■ PROBLEM TO WORK ON ■
Set down the records once more, please, exactly and with the pictures left out.

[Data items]
- - - - - - -
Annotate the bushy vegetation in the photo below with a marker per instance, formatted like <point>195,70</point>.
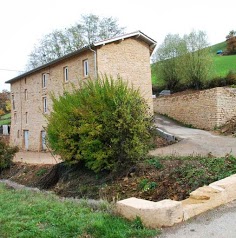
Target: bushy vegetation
<point>6,155</point>
<point>104,124</point>
<point>28,214</point>
<point>223,69</point>
<point>183,60</point>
- - - - - - -
■ TASK ANSWER ■
Annotate the bushy vegetation in the photo below with a marker per instance, formatted like <point>195,70</point>.
Target: bushy vegetation
<point>6,155</point>
<point>104,124</point>
<point>28,214</point>
<point>223,69</point>
<point>183,60</point>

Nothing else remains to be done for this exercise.